*STUDY QUESTIONS:*
A: In the project update on the navigational systems, why are all the new formulas now keyed off the time until deceleration (TUD)?
B: Based on the project update on the navigational systems, say whether each statement agrees with the text, and quote the words that decide it. (i) The team had a test flight this past Sunday. (ii) Simple formulas already exist for estimating the maximum attainable speed while the craft is moving with varied acceleration values. (iii) On long-haul flights the craft currently coasts for part of the time.
C: Extend the May 7, 1999 project update on the navigational systems beyond its last sentence, in the same voice.

*EXERCISE TEXT:*
▼▼▼

Friday, May 07, 1999

Our apologies for not keeping you more up to date. Work on the project has continued at a steady pace and we had an exciting test flight this past Sunday. Updates include changes to the following…

1) Navigational systems – Problems with the formulas have hopefully been fixed. Basically the computer would recommend a speed to a given object and suddenly change its mind when it was past the time that we could safely decellerate. It also misled us as to the estimated time enroute (ETE) to various objects. The only thing that was found to work was the time until decelleration (TUD) which is what all the new formulas are now being keyed off of. The major obstacle is to accurately estimate a maximum attainable speed before decelleration is mandatory. There are farily simple formulas out there to determine this from rest (such as in Microsoft(tm) Space Simulator) but not dynamically when you are already on the move and with varied accelleration values. Once this has been proven to work accurately, we will focus attention on allowing lower consumption routes for long-haul flights (right now the fuel burn is 100% of the time; ie. we are always either accellerating or decellerating, never coasting).

▲▲▲

*SUPPLIED INFORMATION:*
▼▼▼

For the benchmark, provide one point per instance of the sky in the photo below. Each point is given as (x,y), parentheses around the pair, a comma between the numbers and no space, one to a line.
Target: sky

▲▲▲

*RESPONSES FOR EACH TASK:*
A: TUD was the only thing found to work. The computer's speed recommendations would suddenly change after the point when the craft could still safely decelerate, and its estimated time en route (ETE) to various objects was misleading.

B:
(i) Yes: "we had an exciting test flight this past Sunday"
(ii) No: "but not dynamically when you are already on the move and with varied accelleration values"
(iii) No: "we are always either accellerating or decellerating, never coasting"

C:
2) Motion control – This system has been the most exciting addition to date. Several things have been tweaked. One big problem is that the running lights (strobes) seem to have enough discharge to reset the Motorola chip during flight which requires a restart, so those have been placarded as inoperative until a RF or magnetic shield can be installed. One big advance we made was explaining to the computer the amount tof time it takes the piston to travel from one end of the stroke to another. Before, especially during turbulance, the computer would attempt to make changes too suddenly and much faster than the inertia of the simulator could be changed. Now that it understands the times, it delays changes (a few hundredths of a second) which maximizes the motion effects.

3) Universe realism – Ian has been working the last several weeks on texture mapping the docking facilities and a few ships. To add an atmosphere of tension he added a floating man who died of unknown causes and is tumbling out there somewhere as we speak. We are not sure how to locate him but if we stumble across him it will be quite dramatic (or should I say traumatic).

4) Aerodynamics – A recent 4 month project that was just completed is taking the Audrey design and proving through simulated wind tunnel tests that the vessel, if constructed in its entirety, would actually be safe and stable for flight into and out of the Earth’s atmosphere. Some small modifications had to be made but otherwise the overall design is sound. The complete 17 page report will be made available in the Wind Tunnel section under Active Remote Access.

We hope to do the following for this site in the near future…

1) New pictures – The cockpit has really changed so much, most of the panels are backlit now and the flight controls have been completely replaced and reinstalled in a sidestick configuration (similar to the Airbus(tm) series of commercial airliners).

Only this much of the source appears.